PROBLEM DESCRIPTION: Extract, verbatim, all lines starting at the one containing "on the calm" and ending with the final line of the listing, and no others.
— start —
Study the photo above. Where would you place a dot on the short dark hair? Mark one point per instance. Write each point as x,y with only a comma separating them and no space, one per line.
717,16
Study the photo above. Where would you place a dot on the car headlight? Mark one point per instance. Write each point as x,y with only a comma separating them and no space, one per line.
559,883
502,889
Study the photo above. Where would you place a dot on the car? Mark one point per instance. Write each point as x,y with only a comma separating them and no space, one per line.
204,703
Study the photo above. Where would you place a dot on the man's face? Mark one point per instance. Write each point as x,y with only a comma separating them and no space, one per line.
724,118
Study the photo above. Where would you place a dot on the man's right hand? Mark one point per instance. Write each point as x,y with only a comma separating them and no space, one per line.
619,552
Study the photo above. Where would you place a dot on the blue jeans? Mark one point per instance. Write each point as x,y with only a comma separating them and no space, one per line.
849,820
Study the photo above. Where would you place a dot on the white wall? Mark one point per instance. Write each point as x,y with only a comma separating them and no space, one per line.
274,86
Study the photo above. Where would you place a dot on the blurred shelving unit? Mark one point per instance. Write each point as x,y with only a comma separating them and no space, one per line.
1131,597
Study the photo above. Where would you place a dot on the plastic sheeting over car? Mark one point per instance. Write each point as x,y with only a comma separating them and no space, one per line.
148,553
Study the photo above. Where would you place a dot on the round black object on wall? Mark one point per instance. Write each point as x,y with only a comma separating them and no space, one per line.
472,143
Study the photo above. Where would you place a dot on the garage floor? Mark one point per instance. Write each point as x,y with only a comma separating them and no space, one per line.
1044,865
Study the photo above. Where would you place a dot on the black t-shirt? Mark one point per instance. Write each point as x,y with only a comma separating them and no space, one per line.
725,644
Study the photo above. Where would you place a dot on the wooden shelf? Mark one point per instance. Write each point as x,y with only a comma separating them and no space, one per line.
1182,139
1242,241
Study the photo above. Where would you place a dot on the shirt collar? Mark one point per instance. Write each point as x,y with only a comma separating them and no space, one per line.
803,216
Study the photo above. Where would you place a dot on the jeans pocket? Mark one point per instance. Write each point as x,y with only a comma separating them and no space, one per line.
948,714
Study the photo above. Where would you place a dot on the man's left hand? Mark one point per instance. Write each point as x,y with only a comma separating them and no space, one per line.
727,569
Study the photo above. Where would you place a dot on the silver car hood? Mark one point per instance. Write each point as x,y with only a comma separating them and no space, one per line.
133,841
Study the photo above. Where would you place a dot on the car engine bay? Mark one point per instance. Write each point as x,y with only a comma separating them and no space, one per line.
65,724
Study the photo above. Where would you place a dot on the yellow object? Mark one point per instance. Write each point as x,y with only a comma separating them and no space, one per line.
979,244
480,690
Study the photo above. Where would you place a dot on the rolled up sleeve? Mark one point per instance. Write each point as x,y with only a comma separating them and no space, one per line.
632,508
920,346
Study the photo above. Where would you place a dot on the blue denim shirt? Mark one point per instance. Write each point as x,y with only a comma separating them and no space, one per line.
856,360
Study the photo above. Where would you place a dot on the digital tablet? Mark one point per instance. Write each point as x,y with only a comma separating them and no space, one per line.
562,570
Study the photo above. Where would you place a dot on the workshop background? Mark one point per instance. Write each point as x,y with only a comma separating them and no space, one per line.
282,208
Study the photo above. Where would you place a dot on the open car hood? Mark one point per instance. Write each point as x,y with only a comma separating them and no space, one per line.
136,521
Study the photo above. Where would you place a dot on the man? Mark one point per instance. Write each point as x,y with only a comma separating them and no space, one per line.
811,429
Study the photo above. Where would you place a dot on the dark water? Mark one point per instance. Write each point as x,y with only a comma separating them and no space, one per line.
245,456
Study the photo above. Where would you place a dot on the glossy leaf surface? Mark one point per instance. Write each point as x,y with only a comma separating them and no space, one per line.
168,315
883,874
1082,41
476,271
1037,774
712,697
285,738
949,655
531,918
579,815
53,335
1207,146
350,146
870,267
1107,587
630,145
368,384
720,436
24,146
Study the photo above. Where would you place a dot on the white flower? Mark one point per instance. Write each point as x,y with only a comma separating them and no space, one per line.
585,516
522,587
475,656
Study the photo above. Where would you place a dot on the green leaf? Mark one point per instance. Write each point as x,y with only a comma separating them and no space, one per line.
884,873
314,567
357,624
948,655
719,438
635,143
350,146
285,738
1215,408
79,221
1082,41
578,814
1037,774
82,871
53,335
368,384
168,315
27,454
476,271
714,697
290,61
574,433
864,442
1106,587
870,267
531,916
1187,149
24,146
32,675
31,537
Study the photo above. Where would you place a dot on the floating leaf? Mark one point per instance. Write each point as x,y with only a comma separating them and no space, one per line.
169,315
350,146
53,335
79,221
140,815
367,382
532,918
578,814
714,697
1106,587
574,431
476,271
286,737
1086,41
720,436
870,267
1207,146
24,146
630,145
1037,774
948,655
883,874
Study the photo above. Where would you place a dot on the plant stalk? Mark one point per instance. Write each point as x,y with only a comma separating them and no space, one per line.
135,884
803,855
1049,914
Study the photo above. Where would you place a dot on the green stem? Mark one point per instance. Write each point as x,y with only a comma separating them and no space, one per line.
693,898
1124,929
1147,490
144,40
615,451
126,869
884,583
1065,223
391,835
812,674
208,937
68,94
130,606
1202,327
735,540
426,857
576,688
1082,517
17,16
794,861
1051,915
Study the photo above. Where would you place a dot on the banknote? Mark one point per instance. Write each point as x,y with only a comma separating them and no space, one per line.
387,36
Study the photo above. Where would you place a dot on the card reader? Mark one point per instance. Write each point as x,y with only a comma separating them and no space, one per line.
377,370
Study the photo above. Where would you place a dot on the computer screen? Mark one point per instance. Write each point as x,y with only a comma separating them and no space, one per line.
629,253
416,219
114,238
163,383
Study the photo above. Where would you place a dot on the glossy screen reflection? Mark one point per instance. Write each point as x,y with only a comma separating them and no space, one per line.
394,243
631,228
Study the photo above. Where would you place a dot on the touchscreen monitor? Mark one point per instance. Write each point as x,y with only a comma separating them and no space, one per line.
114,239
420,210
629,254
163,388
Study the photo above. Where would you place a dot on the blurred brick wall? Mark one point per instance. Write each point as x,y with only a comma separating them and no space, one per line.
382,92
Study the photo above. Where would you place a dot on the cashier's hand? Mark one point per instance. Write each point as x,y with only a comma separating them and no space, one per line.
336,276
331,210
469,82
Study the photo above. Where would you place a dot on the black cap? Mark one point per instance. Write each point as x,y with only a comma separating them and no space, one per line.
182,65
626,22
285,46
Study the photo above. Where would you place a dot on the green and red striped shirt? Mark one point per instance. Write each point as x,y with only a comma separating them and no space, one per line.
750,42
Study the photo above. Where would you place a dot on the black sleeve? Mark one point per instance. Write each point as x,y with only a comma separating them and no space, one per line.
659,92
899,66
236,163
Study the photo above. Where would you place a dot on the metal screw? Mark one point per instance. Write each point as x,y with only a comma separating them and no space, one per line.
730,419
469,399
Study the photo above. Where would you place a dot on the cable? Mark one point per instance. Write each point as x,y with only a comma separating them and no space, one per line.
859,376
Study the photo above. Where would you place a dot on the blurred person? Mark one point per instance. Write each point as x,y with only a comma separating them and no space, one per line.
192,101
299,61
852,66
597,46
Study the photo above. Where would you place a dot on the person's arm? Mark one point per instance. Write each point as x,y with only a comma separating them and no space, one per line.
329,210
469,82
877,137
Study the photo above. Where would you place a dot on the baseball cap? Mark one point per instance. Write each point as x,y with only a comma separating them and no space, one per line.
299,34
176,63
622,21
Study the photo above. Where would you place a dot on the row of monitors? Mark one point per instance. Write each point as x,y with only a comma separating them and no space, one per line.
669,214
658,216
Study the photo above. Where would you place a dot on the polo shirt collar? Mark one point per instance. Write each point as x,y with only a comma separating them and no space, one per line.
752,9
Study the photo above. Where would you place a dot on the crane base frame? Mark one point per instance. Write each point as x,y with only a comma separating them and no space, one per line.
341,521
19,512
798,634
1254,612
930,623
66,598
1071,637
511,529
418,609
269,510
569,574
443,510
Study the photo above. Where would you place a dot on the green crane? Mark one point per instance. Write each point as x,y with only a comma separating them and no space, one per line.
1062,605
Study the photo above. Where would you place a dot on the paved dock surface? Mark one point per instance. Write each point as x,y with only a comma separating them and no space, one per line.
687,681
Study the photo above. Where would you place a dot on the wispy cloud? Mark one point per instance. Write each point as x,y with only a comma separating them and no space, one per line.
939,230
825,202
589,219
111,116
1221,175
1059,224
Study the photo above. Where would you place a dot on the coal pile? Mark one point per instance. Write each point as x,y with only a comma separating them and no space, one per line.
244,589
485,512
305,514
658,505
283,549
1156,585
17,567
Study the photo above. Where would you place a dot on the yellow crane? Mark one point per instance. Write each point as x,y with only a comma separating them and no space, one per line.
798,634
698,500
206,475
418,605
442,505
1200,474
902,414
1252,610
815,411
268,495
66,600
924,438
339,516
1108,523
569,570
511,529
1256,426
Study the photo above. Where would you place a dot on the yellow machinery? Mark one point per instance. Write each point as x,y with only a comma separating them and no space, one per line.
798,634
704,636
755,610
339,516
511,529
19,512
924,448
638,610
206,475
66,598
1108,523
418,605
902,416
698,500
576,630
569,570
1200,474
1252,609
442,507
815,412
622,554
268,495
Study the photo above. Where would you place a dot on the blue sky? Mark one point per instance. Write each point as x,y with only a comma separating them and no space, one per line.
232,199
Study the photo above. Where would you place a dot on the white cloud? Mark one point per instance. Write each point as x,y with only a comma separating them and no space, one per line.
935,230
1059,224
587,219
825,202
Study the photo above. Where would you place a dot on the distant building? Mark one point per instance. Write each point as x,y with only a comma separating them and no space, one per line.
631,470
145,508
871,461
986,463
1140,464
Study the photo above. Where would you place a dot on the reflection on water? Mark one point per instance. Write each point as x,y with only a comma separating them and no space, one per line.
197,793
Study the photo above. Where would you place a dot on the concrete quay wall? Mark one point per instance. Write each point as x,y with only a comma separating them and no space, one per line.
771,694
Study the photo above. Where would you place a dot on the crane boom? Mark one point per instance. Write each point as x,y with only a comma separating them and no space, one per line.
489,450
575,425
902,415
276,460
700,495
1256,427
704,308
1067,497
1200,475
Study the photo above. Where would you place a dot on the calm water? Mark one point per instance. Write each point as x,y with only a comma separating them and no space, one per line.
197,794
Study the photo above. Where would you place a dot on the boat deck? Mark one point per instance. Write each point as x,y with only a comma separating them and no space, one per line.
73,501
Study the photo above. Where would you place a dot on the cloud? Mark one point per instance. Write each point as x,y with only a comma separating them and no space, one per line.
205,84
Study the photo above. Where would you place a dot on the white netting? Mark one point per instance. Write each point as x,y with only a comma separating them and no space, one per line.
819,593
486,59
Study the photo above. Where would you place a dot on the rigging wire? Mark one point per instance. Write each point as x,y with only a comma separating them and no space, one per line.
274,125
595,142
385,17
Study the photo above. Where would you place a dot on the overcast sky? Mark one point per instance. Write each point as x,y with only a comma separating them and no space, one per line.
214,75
— end —
RESPONSE:
Study the photo above. Where would you place a dot on the calm water? Mark one point per instance. Write each point as x,y with only a comma separating them and no space, one per line.
197,794
Study the photo above. Where would you place a dot on the boat deck? Mark one point per instance. Write each point as x,y with only a comma separating them and no space, one per line.
73,501
Study the photo above. Where would you place a dot on the cloud? Mark one point per instance. Write each point as x,y with only a comma separating them and no space, one per line.
205,84
Study the photo above. Where would you place a dot on the white netting? Mark one point per instance. Write each point as x,y with only a comma separating them and no space, one per line.
819,593
486,59
Study the photo above. Where would you place a dot on the rigging wire? Mark one point per instance. Write each point as x,y with only a comma separating them and no space, one per line.
274,125
595,142
385,17
Study the photo above. Where would you place a dot on the overcast sky? Mark one point per instance. Write each point as x,y with only a comma separating them and no space, one per line.
214,75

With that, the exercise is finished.